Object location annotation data
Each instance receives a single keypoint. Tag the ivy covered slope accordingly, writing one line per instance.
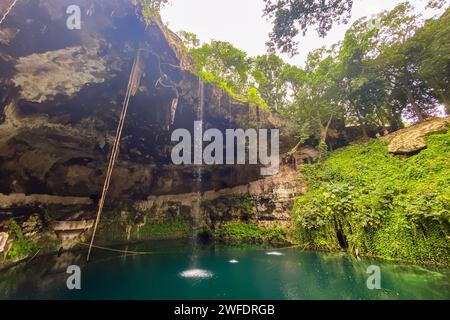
(390, 206)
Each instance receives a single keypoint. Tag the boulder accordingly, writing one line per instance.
(413, 139)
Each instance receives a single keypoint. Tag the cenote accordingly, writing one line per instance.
(176, 270)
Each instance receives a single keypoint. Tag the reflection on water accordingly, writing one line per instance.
(225, 273)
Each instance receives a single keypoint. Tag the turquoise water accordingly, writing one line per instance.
(220, 272)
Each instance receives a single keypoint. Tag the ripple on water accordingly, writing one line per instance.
(196, 273)
(274, 253)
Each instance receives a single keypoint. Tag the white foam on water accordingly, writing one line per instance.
(274, 253)
(196, 273)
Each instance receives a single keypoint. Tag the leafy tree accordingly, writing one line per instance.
(268, 73)
(431, 45)
(190, 40)
(292, 16)
(222, 63)
(151, 8)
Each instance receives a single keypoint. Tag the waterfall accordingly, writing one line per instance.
(198, 176)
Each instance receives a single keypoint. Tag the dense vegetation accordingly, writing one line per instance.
(21, 246)
(394, 207)
(389, 68)
(242, 232)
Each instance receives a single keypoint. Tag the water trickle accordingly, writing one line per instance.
(198, 176)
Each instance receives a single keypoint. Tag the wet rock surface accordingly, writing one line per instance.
(61, 94)
(413, 139)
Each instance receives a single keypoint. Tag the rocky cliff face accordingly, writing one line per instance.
(61, 92)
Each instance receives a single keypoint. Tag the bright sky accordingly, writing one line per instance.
(241, 23)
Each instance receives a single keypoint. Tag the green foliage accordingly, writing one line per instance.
(150, 9)
(384, 205)
(241, 232)
(292, 16)
(21, 247)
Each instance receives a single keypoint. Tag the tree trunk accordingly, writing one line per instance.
(414, 105)
(362, 123)
(324, 134)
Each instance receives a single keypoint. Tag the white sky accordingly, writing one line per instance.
(240, 22)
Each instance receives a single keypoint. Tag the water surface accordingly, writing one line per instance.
(220, 272)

TASK
Convert the rows above into a two-column CSV with the header "instruction" and "points", giving each row one line whose two fields are each quoted and have any line breaks replaced by spaces. Omit the pictures.

SOLUTION FOR THIS EXERCISE
instruction,points
"Each instance receives a single keypoint. Tag the ivy covered slope accordingly, writing one line per instance.","(390, 206)"
"Each instance receives a single keypoint. Tag the boulder accordingly, writing one line per instance.","(413, 139)"
"Each instance receives a single keypoint. Tag the cenote accordingly, writing one line per instance.","(176, 270)"
"Each instance receives a single keypoint. Tag the reflection on water accordingly, writing one line per instance.","(225, 273)"
"Each instance receives a single keypoint. Tag the turquoise water accordingly, writing one line per instance.","(220, 272)"
"Each instance receives a single keypoint. Tag the ripple on water accordingly, writing one line per instance.","(196, 273) (274, 253)"
"Each instance receives a single keypoint. Tag the white foam on water accordingly, writing one line per instance.","(274, 253) (196, 273)"
"Each instance receives a single keypoint. Tag the leafy tree accordingly, writing one line per instance.","(268, 73) (431, 45) (190, 40) (292, 16) (222, 63) (151, 8)"
"Each instance receives a single keypoint. Tag the waterfall accordingly, writing one line per instance.","(198, 176)"
"Each instance receives a single keypoint. Tag the dense vegetation accordingly, writing one line per instance.","(21, 246) (394, 207) (389, 68) (242, 232)"
"Each instance receives a single keypoint. Tag the water trickle accordingly, writing one line per instance.","(198, 176)"
"Each instance receives a single keypoint. Tag the wet rock surface accordingly, writing one line per instance.","(61, 94) (413, 139)"
"Each instance receives a single keypoint. Tag the rocky cliff face accordingly, writing one line per instance.","(61, 92)"
"Each instance receives a single keypoint. Tag the bright sky accordingly, writing one line per instance.","(241, 23)"
"Each instance receives a single keypoint. Tag the green foliage accordingly, writing one line per instance.","(150, 9) (384, 205) (241, 232) (292, 16) (21, 247)"
"Each instance receives a single keypoint. Tag the tree trunk accordingly, writing one line per instance.","(414, 105) (362, 123) (324, 134)"
"Each instance receives a single keypoint. Tag the white sky accordingly, writing one line per instance.","(240, 22)"
"Each instance receives a single keypoint. Tag the water surface accordingly, writing one line per instance.","(220, 272)"